PASSAGE PROVIDED |
============================================================
There are currently 11 members of the CPTPP – Australia, New Zealand, Canada, Japan, Singapore, Vietnam, Mexico, Malaysia, Peru, Chile and Brunei. The agreement covers 13% of global GDP, making it the fourth largest free-trade area in the world after the Regional Comprehensive Economic Partnership (RCEP), the United States, Mexico and Canada Agreement (USMCA) and the European Union’s Single Market. If the UK’s application is successful, this figure would increase to around 16% and the UK would become the fifth G20 nation in the partnership. The UK’s strategy has been to gain advocates, build momentum and garner  wider support by securing continuity agreements and FTAs with the individual members of the CPTPP in order to increase the likelihood of ascension. To date, the UK has secured agreements with Canada, Japan, Singapore, Vietnam, Mexico, Peru and Chile which puts it in a good position to negotiate its accession to the Asia Pacific partnership.

The UK’s entrance could be seen by some members as a bridge for the US to re-enter the agreement, following President Trump’s withdrawal from negotiations.  This would give the grouping significant weight and ability to influence trade rules (read constraining China, which was one of the US’ objectives at the outset). Former EU Trade Commissioner Lord Peter Mandelson has said that if the US does seek to re-join the partnership, “being inside this package” will make for a “simpler route to tariff eliminations in the US” without the focus on tricky regulatory and food standards questions. Before engaging in CPTPP discussions with the US however, the UK Government will be looking to establish and develop its relationship with the incoming administration.


The White House is getting a new occupant in a little over two weeks. In a recent interview with The New York Times, President-Elect Joe Biden asserted: “I’m not going to enter any new trade agreement with anybody until we have made major investments here at home and in our workers”, reiterating his commitment to focus on domestic policies. This will come as unwelcome news to the UK Government, who will not only be adjusting to a new administration, but are once again racing against the clock.

While the original November 2020 deadline for a deal was understandably not met, the UK Government will be looking to salvage the progress made under Biden’s predecessor in the hopes of avoiding a return to square one of negotiations. If a deal is not agreed and presented to Congress by April, it will no longer be able to be fast-tracked under the US’ Trade Promotion Authority– where Congress, which gives approval to US trade deals, “ gives the agreement an up or down vote, without amendment.”
============================================================
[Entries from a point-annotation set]
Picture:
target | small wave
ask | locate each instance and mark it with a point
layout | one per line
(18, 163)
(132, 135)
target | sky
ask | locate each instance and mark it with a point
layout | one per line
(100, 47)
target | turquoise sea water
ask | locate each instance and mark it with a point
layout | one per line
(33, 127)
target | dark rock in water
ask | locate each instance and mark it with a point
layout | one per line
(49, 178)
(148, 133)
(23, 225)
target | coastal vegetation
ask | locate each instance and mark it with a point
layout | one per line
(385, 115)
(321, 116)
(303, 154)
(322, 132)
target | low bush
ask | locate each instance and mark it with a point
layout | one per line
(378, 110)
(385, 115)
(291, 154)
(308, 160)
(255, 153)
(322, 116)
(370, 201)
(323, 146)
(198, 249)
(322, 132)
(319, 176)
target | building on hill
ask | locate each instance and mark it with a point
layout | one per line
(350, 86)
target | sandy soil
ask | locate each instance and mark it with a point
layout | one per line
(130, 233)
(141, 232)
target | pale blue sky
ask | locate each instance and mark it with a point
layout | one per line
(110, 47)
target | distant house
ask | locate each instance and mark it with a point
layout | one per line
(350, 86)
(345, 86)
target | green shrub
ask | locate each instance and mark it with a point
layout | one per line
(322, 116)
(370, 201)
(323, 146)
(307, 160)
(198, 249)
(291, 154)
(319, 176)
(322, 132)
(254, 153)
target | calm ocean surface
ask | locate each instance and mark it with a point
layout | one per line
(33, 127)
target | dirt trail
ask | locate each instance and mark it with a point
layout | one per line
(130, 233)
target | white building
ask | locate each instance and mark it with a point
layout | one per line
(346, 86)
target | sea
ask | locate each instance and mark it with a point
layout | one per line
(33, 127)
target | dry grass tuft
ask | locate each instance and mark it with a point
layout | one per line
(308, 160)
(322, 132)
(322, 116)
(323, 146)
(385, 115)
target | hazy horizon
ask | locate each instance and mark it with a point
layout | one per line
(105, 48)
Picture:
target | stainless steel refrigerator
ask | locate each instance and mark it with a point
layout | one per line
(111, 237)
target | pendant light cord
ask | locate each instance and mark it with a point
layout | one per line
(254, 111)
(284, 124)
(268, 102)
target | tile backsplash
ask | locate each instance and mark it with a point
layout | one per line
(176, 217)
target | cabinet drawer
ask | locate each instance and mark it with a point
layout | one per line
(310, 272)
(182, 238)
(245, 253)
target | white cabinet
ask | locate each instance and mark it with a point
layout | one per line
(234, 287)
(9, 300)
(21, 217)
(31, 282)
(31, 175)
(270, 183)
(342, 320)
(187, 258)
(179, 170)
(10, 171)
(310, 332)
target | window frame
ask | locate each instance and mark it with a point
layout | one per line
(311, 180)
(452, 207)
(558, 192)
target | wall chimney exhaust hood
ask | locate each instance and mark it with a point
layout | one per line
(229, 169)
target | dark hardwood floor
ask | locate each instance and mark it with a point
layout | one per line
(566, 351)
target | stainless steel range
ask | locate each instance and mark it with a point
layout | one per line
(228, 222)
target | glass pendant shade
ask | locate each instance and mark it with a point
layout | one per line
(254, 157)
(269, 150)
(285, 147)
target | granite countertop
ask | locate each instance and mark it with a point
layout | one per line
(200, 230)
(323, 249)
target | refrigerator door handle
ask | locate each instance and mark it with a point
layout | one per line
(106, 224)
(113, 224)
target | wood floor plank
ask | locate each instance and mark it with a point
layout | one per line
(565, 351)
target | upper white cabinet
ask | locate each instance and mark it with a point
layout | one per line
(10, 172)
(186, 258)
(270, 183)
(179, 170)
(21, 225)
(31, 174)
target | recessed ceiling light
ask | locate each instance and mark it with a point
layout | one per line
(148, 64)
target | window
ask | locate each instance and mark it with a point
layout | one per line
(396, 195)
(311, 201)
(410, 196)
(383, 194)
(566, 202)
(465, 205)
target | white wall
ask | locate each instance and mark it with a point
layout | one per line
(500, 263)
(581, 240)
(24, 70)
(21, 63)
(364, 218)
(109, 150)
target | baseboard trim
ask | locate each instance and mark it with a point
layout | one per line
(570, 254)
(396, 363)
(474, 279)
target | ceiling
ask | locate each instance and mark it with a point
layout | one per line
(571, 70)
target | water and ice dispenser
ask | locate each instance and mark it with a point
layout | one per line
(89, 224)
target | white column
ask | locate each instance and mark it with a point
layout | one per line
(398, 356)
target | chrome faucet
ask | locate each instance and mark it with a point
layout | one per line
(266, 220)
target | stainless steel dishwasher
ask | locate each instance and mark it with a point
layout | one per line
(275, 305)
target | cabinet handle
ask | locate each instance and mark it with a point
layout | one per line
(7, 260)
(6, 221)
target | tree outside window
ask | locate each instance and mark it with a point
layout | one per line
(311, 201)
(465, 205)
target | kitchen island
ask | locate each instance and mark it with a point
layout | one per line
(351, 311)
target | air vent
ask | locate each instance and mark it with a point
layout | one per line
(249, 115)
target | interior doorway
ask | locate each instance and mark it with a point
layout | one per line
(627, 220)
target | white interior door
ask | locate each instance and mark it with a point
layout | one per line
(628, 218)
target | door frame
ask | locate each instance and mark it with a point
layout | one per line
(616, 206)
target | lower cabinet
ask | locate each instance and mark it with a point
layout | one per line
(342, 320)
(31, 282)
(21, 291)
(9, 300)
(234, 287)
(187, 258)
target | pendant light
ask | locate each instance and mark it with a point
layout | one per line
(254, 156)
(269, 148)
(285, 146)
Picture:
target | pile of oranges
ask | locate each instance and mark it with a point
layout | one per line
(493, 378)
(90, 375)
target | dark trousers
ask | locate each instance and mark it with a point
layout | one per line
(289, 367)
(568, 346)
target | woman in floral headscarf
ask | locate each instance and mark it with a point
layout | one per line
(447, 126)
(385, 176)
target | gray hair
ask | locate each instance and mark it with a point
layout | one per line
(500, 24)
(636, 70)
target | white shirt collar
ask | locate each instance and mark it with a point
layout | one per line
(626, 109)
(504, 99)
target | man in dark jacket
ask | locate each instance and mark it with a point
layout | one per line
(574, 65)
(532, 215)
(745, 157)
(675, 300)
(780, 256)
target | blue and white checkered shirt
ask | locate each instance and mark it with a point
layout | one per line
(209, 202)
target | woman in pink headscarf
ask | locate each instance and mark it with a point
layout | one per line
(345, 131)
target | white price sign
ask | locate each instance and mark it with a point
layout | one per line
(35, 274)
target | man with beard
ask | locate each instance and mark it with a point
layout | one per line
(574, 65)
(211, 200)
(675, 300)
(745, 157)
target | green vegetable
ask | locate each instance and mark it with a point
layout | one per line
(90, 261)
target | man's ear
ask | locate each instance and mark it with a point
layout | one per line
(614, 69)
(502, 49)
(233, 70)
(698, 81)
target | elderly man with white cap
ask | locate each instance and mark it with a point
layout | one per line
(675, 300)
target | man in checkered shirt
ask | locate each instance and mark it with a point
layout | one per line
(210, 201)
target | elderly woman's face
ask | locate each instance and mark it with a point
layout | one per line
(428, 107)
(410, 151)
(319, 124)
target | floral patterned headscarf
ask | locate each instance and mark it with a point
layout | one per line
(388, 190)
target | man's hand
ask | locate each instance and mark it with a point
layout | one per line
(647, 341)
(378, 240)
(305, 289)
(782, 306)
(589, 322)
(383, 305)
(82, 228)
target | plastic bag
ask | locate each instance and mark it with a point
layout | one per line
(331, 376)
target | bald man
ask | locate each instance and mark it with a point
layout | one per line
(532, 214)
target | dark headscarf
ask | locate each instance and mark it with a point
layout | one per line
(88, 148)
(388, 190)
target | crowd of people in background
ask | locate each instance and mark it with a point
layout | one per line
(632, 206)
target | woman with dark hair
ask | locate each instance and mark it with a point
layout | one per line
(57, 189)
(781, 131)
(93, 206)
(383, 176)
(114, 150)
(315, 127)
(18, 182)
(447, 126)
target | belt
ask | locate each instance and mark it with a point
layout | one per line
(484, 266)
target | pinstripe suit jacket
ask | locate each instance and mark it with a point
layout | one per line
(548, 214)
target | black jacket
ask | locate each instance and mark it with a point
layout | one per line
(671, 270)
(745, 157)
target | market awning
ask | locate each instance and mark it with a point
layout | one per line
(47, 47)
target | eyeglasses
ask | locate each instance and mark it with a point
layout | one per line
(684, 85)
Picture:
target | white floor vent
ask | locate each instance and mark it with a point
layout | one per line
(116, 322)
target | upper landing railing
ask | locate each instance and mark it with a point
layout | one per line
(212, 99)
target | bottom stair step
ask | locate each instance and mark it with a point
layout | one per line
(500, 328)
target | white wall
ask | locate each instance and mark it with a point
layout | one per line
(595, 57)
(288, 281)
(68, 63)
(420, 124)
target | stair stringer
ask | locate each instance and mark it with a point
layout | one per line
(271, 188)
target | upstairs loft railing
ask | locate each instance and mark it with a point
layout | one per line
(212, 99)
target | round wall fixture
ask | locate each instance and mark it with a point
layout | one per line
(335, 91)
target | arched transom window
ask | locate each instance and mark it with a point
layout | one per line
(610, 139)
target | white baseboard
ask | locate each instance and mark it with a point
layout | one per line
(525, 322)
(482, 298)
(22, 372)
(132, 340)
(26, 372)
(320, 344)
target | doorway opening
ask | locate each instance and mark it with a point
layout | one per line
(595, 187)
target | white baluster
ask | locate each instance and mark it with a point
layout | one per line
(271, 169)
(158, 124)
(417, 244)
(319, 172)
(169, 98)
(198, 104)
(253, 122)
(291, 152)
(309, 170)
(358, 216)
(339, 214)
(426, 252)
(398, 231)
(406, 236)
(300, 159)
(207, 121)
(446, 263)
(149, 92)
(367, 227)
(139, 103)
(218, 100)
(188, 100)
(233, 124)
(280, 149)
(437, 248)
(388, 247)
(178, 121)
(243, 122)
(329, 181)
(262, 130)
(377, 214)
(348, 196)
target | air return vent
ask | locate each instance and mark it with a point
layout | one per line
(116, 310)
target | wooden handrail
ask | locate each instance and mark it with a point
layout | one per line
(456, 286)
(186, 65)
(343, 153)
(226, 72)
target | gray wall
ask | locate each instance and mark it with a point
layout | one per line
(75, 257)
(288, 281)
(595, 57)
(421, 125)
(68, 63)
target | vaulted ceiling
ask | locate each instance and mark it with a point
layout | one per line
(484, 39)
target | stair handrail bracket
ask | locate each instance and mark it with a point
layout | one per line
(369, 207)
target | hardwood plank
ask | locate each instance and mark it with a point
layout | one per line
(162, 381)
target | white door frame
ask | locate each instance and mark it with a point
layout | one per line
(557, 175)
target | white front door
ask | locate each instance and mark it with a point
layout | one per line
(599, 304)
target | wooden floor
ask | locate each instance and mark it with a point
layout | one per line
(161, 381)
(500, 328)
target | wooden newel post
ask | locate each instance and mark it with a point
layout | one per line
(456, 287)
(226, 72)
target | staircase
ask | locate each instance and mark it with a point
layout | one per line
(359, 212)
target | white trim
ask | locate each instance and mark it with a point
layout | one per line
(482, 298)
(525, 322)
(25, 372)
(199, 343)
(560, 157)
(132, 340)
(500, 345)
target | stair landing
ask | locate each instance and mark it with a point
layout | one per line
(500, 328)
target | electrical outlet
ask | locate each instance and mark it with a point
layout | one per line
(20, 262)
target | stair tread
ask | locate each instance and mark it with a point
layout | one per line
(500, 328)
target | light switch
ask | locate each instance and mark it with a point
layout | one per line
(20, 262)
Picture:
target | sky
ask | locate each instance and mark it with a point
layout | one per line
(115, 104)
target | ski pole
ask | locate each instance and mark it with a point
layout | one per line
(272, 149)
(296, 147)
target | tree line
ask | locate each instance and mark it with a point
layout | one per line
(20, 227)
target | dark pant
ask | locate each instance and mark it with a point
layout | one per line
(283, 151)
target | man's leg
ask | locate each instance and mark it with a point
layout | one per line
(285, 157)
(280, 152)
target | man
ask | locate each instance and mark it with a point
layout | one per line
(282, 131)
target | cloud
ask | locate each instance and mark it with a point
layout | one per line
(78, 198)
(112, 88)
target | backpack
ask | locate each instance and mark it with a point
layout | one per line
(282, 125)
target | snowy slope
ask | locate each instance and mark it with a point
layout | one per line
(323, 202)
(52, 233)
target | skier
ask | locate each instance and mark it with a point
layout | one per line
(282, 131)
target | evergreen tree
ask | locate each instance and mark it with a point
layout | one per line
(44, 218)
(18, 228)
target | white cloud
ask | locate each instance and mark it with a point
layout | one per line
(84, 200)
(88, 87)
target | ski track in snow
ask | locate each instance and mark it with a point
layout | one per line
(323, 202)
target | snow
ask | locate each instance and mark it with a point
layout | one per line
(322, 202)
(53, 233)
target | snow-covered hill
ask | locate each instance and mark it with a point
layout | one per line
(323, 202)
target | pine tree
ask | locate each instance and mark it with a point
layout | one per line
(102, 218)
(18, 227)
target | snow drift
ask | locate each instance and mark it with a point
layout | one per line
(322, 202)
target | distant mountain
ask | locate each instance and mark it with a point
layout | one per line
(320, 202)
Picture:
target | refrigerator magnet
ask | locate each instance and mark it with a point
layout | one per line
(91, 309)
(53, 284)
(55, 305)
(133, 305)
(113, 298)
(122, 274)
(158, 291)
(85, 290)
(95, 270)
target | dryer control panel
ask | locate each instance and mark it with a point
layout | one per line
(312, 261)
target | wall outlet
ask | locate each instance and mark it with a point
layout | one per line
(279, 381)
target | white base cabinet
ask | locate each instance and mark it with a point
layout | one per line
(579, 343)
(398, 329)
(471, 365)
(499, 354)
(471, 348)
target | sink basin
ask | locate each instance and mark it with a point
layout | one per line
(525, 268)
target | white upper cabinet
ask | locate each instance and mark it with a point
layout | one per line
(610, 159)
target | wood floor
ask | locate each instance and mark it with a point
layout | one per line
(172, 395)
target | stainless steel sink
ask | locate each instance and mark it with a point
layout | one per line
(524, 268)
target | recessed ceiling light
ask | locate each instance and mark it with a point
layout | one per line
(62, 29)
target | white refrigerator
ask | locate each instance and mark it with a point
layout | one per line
============================================================
TASK TO COMPLETE |
Extend the passage on the UK's bid to join the CPTPP and its trade talks with the US, picking up after its final sentence.

EXPECTED ANSWER |
Progress will partly rely on the priorities of the new United States Trade Representative (USTR). Biden has already stated his intention to nominate Katherine Tai – who is currently the chief trade counsel for the House Ways and Means Committee – as the USTR and the UK negotiating team will no doubt already have done their homework on their new negotiating partner and be keen to secure a meeting.

Politico reportscomments made by a former US official regarding how the UK should approach a deal with the US, saying that the focus should be on lifting retaliatory tariffs before negotiating an investment and data treaty. The same source suggested COP26 as a potential timeframe to secure this. This seems like a more realistic outcome in the short term, but harder to explain to the British public, with an FTA having with the UK’s closest ally having been promised and seen politically to be a feather in the Prime Minister’s Global Britain cap.


Moving from one global economic superpower to another…

At the end of 2020, the EU made the surprise announcement that it had concluded in principle the negotiations for a Comprehensive Agreement on Investment between itself and China. European Commission President Ursula von der Leyen said that the deal “will provide unprecedented access to the Chinese market for European investors, enabling our businesses to grow and create jobs”.

With UK trade negotiators no longer working against the EU Transition Period clock and with the EU set to make further inroads into the lucrative Chinese market, it is possible that the Government may seek to strengthen trade ties with Beijing. Considerable financial benefit could be secured from any trade agreement given that in 2019, China was the UK’s sixth largest export market, worth £30.7bn.

It has taken the EU seven years to get to where it is at with China. Can the UK make progress in 2021? It is possible, but the fact that the UK has already commenced trade negotiations with Taiwan (which China sees as a breakaway province) may make the task harder.